> **Exercises to complete**:
1 > In the budget overview, how many additional FTE does the Commission request for FY 2013 to oversee the National Futures Association's program for monitoring swap dealers and major swap participants?
2 > List every mission activity that the budget overview's table of the request by mission activity breaks the FY 2013 change into.
3 > Retype the portion of the budget overview starting at "The request for" and ending at "of self-regulatory organizations.".

> **Passage**:
Budget Overview by Mission Activity


Swap Dealer and Intermediary Oversight Request
($ in thousands)
  FY 2011
Actual
FY 2012
Base
FY 2013
Request
Budget Positions FTE Budget FTE Budget FTE
Swap Dealer & Intermediary Oversight $16,040 70 71 $17,839 79 $30,334 130

Swap Dealer and Intermediary Oversight Request by Mission Activity
($ in thousands)
Mission Activity FY 2012
Base
FY 2013
Request
Change
Budget FTE Budget FTE Budget FTE
Swap Dealer & Intermediary Oversight $17,839 79 $30,334 130 $12,495 51
Registration and Registration Compliance   $3,675 15
Data  Acquisition, Analytics, and Surveillance   $1,470 6
Examinations   $6,125 25
Economic and Legal Analysis   $1,225 5

Registration and Registration Compliance

Registration of Swap Dealers and Major Swap Participants. The Commission requests an additional seven FTE for FY 2013 to develop and implement a program to oversee the National Futures Association’s program for monitoring swap dealers’ and major swap participants’ compliance with applicable business conduct standards.  DFA directs the Commission to adopt both external and internal business conduct standards for these entities.  The proposed business conduct standards address such areas as:  risk management, monitoring position limits, diligent supervision, business continuity and disaster recovery, conflicts of interest, recordkeeping, reporting, swap confirmation, portfolio reconciliation, portfolio compression, and disclosure. These detailed business conduct standards are new regulatory requirements, and generally outside of the scope of CFTC requirements for other registrants such as futures commission merchants or introducing brokers.  The additional FTE are necessary to develop and implement a program to assess National Futures Association’s swap dealer and major swap participant compliance program to assess such entities’ compliance with these fundamentally new business conduct requirements.

An initial component of this program will require Commission staff to work with the staff of the National Futures Association in the design and implementation of an effective National Futures Association examination program.  Once such a program has been established and implemented by National Futures Association, the Commission’s role will switch to one of oversight over National Futures Association’s execution of the business conduct program.  Commission staff also will conduct direct examinations of certain swap dealers and major swap participants to access their compliance with the business conduct requirements.  Such direct examinations may be part of Commission’s assessment of National Futures Association’s execution of its oversight program.  Alternatively, the direct examinations may be conducted in response to a specific issue or general Commission concern with a particular swap dealer or major swap participant.  Direct examinations also are necessary to ensure that Commission staff maintains an adequate understanding of the operations at major swap participants and swap dealers so that staff is better positioned to respond to evolving business processes and other developments, particularly in responding to urgent situations.

The request for seven additional FTE to fulfill these responsibilities is based upon the Commission’s overall experience with the staffing resources needed to conduct financial surveillance oversight of self-regulatory organizations.

> **Data records**:
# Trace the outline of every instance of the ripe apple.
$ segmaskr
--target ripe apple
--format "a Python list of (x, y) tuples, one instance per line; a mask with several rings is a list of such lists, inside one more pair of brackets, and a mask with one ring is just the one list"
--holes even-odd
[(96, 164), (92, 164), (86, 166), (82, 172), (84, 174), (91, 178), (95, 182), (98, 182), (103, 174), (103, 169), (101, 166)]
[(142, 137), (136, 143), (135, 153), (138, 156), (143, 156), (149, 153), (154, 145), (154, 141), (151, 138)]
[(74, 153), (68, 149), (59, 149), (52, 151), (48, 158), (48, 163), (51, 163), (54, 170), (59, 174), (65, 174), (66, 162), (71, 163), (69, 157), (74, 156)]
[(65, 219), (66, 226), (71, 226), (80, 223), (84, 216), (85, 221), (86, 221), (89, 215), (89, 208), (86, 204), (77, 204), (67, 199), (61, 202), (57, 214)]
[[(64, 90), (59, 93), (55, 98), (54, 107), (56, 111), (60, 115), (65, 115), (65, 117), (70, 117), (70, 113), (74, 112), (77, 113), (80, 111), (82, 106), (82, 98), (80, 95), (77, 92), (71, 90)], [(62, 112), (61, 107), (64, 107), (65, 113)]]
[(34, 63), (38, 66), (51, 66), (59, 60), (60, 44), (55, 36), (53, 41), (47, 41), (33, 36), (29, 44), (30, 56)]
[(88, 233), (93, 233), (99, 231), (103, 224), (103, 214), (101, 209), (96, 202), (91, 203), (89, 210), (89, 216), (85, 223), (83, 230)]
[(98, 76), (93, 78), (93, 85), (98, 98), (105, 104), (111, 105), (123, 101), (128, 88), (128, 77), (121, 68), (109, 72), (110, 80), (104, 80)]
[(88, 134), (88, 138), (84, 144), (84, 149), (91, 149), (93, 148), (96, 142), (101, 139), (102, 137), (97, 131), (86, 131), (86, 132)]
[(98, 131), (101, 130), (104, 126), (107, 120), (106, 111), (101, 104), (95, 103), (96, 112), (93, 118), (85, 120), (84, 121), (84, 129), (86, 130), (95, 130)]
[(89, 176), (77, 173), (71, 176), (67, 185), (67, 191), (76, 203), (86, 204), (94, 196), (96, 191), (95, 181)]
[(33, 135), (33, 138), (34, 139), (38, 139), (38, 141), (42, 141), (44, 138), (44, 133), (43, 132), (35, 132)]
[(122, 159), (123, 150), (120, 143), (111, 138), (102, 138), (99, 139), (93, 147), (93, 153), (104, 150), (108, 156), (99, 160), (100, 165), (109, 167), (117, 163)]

> **Full answers**:
1 > Seven additional FTE.

2 > Registration and Registration Compliance; Data Acquisition, Analytics, and Surveillance; Examinations; Economic and Legal Analysis

3 >
The request for seven additional FTE to fulfill these responsibilities is based upon the Commission’s overall experience with the staffing resources needed to conduct financial surveillance oversight of self-regulatory organizations.